— Document segment —
# Fly Ball Governer



## Tin Falcon (Oct 14, 2007)

Does anyone have model  plans they can share for a fly ball governor?  I know kits are available and some engine kits have them but I have not seen drawing otherwise. 
Tin


----------



## mklotz (Oct 14, 2007)

Elmer's rope drive engine,












features a functioning flyball governor driven off a pulley on the crankshaft.  He mounts it horizontally but it could just as easily be vertical.  At any rate, if you have his book, the plans will at least give you a jumping off point for designing your own.


----------



## Tin Falcon (Oct 14, 2007)

Thanks marv I will have to check that out. 
Tin


----------



## Cedge (Oct 14, 2007)

Tin
Hope this gets to you fast.  Check item #260168772979 on ebay. unfortunately less than 30 minutes left, but no bidders, so you might still buy it after the auction ends.

Steve


----------



## lugnut (Oct 14, 2007)

Cedge, that book is also available on Amazon.com for $8.  
http://www.amazon.com/dp/B000GAY2LM/?tag=skimlinks_replacement-20
They have the whole series of Essential Steam Power Library
Mel


----------



## Tin Falcon (Oct 16, 2007)

Guys:
  Thanks for the heads up. Looking around I se several on e-bay for aoung 8 bucks plus $4.00 shipping. I see there are actualy two versions out there. the  1915 Lindsay reprint and the Nations builders 192? reprint . Slightly different tittles bu look to be essentialy different editions of the same book. So this will be going on the books to buy list. 
Tin


----------

— What this exercise asks —
(a) Answer these questions about the fly ball governor thread:
(i) In Elmer's rope drive engine, what drives the flyball governor?
(ii) What price does lugnut give for the book on Amazon.com?
(iii) What shipping cost does Tin Falcon see on the eBay listings?
(b) Can you reproduce the fly ball governor thread word for word, starting with "features a functioning" and going on through "check that out."?

Dataset items
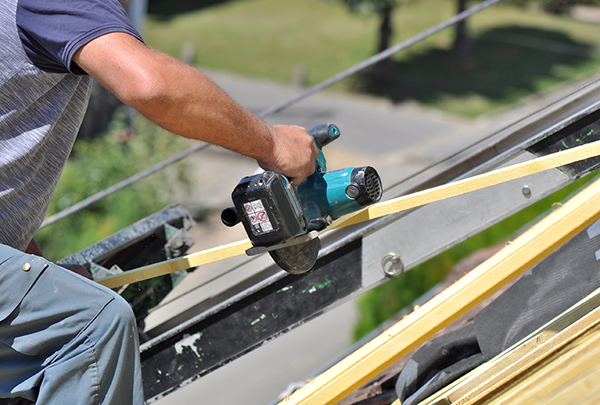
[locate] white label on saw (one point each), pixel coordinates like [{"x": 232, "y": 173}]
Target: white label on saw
[{"x": 258, "y": 217}]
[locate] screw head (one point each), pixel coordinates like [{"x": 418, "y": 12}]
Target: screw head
[{"x": 392, "y": 265}]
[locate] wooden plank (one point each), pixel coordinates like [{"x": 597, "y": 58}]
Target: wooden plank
[
  {"x": 558, "y": 375},
  {"x": 182, "y": 263},
  {"x": 375, "y": 211},
  {"x": 527, "y": 250},
  {"x": 528, "y": 353},
  {"x": 442, "y": 192}
]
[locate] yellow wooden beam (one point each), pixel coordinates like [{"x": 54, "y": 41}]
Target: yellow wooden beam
[
  {"x": 492, "y": 178},
  {"x": 182, "y": 263},
  {"x": 375, "y": 211},
  {"x": 415, "y": 329}
]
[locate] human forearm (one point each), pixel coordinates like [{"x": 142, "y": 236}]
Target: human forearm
[{"x": 186, "y": 102}]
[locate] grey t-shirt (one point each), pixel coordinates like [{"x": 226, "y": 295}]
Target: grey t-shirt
[{"x": 43, "y": 97}]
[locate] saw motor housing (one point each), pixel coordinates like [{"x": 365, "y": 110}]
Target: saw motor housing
[{"x": 277, "y": 215}]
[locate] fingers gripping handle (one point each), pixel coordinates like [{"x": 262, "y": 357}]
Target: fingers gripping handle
[{"x": 324, "y": 134}]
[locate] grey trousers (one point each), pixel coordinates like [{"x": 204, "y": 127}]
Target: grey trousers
[{"x": 64, "y": 339}]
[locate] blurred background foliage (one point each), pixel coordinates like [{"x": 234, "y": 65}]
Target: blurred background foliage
[
  {"x": 533, "y": 51},
  {"x": 98, "y": 163}
]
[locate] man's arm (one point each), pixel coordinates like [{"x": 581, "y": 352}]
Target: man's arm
[{"x": 184, "y": 101}]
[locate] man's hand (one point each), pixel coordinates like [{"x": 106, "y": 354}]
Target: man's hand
[{"x": 294, "y": 155}]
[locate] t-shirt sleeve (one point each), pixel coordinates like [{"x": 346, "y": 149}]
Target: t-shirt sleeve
[{"x": 51, "y": 31}]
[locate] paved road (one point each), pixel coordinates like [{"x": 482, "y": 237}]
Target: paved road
[{"x": 397, "y": 140}]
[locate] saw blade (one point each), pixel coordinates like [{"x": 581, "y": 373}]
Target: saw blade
[{"x": 297, "y": 259}]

— Answer list —
(a)
(i) A pulley on the crankshaft
(ii) $8
(iii) $4.00

(b)
features a functioning flyball governor driven off a pulley on the crankshaft.  He mounts it horizontally but it could just as easily be vertical.  At any rate, if you have his book, the plans will at least give you a jumping off point for designing your own.


----------



## Tin Falcon (Oct 14, 2007)

Thanks marv I will have to check that out.